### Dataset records

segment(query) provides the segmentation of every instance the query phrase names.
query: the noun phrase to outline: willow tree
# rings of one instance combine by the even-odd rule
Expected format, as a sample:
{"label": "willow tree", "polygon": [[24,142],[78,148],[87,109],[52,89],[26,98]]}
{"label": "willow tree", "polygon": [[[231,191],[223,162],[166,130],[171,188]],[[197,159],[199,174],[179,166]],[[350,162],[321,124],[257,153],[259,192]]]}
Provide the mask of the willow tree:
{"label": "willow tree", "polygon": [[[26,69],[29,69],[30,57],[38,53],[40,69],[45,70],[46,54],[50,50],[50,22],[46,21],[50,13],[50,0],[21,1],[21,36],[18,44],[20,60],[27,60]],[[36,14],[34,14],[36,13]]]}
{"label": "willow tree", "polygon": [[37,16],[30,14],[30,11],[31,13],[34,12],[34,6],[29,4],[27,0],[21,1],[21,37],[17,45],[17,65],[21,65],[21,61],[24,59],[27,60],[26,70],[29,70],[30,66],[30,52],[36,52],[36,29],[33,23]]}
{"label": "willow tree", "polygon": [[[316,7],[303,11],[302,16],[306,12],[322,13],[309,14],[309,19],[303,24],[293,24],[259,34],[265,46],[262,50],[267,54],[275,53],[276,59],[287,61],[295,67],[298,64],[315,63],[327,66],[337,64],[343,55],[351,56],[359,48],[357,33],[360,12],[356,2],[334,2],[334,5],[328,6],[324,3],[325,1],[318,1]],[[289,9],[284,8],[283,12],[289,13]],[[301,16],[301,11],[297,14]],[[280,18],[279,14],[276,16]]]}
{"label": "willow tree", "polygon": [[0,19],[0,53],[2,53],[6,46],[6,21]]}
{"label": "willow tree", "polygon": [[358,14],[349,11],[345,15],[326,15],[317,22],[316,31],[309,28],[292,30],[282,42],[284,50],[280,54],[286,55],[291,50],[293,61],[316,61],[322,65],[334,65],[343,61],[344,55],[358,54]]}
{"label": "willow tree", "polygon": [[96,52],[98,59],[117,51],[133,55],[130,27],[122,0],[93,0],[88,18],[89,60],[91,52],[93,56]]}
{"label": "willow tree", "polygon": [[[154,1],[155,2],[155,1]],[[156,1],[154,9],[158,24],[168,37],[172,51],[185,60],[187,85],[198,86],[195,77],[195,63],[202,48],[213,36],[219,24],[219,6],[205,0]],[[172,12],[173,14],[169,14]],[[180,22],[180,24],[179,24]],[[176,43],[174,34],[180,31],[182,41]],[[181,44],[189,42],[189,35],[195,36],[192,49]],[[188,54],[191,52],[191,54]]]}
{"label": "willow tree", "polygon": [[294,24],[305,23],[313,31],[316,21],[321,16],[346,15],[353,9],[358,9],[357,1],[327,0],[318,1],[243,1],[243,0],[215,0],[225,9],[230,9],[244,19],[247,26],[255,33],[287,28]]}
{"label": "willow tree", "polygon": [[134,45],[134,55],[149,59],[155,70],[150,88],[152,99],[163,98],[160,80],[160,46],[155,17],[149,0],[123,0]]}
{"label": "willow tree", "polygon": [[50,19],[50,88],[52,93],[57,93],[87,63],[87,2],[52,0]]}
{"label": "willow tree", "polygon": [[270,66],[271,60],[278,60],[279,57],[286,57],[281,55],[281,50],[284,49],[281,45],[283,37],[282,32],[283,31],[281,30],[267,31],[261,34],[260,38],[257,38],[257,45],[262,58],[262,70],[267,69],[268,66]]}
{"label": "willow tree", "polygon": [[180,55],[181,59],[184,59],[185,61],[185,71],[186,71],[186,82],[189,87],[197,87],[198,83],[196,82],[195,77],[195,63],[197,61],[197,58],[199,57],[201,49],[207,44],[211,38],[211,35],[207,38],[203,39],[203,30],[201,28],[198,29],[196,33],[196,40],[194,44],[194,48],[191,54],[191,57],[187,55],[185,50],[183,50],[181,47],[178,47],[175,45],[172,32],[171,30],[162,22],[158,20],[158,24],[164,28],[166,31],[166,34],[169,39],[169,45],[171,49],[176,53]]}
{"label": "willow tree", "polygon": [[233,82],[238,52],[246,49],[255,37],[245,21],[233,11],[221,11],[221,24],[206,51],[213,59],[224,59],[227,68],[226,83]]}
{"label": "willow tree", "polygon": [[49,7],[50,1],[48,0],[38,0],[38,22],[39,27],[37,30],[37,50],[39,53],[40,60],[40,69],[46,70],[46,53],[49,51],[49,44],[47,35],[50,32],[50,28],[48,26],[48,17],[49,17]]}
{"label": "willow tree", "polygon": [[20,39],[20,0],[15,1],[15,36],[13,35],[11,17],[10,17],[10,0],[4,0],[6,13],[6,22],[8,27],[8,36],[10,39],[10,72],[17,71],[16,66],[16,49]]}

### Exercise instructions
Only the lines of the data holding the string "phrase" are wanted; copy each of them.

### Problem solution
segment(query) provides the segmentation of every instance the query phrase names.
query: the noun phrase to outline: willow tree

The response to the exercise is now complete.